* **Exercise**
Take the line that has "metal roof shown in this photo." and all the lines that come after it in the records, and write them out again exactly. Add no other line.

* **Source material**
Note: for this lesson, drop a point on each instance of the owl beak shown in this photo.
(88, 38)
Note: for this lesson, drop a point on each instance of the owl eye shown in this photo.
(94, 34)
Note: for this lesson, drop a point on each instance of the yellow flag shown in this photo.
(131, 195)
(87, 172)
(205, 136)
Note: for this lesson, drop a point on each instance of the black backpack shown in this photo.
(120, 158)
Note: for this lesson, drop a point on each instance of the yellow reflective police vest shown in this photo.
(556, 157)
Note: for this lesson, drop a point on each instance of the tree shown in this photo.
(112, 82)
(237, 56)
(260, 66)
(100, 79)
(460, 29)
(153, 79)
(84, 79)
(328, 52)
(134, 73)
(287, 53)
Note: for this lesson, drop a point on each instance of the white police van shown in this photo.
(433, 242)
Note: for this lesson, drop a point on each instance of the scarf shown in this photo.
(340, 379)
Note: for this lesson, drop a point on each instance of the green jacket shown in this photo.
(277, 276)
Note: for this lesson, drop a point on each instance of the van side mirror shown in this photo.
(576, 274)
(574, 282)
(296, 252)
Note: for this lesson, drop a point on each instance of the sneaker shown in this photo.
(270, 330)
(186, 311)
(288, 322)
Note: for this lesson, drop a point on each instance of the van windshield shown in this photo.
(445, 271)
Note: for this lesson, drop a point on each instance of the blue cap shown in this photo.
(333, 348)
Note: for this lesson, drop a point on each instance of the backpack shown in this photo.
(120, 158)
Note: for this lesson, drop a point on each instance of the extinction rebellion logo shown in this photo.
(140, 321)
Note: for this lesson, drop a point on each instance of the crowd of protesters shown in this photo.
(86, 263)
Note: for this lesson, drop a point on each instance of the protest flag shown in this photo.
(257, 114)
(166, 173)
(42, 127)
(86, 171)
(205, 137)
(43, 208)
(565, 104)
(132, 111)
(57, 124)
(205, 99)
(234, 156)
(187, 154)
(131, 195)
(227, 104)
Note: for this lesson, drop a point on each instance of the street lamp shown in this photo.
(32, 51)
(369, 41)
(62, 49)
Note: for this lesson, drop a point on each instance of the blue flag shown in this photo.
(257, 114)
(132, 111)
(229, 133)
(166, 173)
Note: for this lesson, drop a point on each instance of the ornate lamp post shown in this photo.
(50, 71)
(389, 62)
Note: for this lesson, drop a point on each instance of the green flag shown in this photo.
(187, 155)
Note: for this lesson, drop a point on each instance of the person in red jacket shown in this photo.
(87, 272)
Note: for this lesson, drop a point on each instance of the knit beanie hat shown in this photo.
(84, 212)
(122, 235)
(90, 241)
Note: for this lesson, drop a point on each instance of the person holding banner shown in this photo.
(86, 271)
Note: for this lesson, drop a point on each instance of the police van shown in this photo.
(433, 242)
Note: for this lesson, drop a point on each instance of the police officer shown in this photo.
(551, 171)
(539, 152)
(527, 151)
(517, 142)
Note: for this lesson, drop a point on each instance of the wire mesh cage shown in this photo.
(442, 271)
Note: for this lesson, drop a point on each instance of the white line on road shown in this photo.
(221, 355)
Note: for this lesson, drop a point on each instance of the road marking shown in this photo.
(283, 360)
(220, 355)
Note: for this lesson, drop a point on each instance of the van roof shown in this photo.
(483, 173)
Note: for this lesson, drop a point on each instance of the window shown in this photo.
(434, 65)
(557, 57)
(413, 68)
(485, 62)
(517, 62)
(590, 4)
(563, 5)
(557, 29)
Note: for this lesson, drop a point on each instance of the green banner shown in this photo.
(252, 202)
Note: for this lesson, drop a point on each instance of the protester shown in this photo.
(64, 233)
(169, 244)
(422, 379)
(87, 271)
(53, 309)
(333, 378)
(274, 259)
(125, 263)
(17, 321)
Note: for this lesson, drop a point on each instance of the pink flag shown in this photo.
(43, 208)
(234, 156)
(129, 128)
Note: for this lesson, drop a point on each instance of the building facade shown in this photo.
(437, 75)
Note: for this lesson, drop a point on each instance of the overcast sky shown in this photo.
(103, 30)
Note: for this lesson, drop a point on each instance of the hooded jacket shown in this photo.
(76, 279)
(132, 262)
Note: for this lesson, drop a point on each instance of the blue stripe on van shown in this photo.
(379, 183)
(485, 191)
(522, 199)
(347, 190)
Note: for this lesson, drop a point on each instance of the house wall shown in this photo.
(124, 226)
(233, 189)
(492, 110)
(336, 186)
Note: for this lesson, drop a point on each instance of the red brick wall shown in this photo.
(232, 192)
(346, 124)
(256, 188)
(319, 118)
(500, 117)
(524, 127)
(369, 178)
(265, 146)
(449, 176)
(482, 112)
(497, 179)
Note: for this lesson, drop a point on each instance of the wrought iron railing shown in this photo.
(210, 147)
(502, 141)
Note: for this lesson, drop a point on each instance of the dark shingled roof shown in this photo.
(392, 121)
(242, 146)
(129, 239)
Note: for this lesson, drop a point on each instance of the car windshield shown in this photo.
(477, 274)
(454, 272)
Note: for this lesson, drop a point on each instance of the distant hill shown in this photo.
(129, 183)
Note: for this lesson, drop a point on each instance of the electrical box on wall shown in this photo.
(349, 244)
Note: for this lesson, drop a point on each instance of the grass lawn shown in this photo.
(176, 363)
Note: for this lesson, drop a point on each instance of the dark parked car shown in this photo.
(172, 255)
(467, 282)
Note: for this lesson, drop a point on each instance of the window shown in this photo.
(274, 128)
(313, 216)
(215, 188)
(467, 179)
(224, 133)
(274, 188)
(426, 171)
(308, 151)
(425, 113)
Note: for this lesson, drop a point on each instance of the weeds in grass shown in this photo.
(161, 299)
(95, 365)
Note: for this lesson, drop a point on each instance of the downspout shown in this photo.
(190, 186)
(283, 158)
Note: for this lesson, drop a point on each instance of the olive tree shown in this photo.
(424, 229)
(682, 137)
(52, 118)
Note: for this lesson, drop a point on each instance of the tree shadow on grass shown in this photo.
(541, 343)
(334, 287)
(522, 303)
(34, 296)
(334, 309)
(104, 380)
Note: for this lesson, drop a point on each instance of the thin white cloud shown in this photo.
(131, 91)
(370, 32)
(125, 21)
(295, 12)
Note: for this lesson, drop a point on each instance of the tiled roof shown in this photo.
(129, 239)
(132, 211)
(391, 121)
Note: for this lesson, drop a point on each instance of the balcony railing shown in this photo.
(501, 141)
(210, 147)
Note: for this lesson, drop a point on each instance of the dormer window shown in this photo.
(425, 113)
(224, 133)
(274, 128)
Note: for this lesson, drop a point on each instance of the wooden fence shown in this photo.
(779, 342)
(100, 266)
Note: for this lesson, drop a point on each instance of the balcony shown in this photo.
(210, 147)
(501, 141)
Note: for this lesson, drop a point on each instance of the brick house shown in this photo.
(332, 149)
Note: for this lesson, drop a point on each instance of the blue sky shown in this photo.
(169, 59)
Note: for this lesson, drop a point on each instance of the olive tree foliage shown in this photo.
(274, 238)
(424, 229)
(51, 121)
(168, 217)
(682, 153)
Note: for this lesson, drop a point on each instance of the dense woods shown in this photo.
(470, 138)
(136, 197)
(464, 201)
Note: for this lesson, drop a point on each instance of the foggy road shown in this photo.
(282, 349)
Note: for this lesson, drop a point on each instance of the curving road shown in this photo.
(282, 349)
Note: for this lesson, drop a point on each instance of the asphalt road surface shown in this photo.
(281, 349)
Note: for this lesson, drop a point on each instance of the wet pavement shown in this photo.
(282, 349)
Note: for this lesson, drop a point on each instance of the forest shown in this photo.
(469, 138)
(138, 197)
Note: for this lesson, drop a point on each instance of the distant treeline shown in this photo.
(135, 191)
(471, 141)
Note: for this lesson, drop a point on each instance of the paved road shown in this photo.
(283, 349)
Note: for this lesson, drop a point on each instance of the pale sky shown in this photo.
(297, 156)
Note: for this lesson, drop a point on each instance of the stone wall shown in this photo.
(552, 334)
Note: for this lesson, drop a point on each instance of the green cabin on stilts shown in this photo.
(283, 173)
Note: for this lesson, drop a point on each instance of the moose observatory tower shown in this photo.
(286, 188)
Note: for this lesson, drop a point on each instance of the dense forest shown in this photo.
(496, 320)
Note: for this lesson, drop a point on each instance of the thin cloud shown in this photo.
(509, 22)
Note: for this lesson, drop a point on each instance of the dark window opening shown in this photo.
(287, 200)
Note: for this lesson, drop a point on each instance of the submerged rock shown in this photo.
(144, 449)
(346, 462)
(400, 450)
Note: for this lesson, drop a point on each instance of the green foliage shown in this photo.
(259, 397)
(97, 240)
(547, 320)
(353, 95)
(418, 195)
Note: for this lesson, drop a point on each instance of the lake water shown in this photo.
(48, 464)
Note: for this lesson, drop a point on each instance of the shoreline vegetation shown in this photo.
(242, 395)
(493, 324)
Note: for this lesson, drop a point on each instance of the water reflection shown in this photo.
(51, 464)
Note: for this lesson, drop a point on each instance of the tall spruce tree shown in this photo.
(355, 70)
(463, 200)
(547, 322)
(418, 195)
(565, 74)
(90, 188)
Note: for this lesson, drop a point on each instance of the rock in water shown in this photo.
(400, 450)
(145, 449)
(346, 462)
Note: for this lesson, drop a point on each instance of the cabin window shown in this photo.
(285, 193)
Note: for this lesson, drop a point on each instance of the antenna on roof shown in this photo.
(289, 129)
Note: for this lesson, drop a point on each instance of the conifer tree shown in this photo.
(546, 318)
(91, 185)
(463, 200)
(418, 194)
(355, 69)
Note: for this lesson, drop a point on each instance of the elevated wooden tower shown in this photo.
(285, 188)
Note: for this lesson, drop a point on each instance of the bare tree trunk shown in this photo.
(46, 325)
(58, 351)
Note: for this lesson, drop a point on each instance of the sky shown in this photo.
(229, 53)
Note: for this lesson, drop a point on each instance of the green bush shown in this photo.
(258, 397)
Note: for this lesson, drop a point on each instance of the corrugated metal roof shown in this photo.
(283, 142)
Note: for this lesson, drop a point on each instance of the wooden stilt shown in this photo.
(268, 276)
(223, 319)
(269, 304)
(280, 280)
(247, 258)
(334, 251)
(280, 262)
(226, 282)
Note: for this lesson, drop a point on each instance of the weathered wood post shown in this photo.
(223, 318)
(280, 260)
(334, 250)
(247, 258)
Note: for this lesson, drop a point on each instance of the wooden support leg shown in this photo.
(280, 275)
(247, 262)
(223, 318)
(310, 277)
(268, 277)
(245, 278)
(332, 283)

* **Expected answer**
Note: for this lesson, drop a point on each instance of the corrugated metal roof shown in this photo.
(283, 142)
Note: for this lesson, drop a point on each instance of the wooden stilt shown in this photo.
(268, 276)
(223, 319)
(269, 304)
(280, 280)
(247, 258)
(334, 251)
(280, 262)
(226, 282)
Note: for this lesson, drop a point on each instance of the weathered wood post shown in this photo.
(223, 318)
(280, 260)
(334, 250)
(247, 258)
Note: for this lesson, drop a point on each instance of the wooden support leg shown in this photo.
(280, 275)
(247, 262)
(223, 318)
(310, 277)
(268, 277)
(245, 278)
(332, 283)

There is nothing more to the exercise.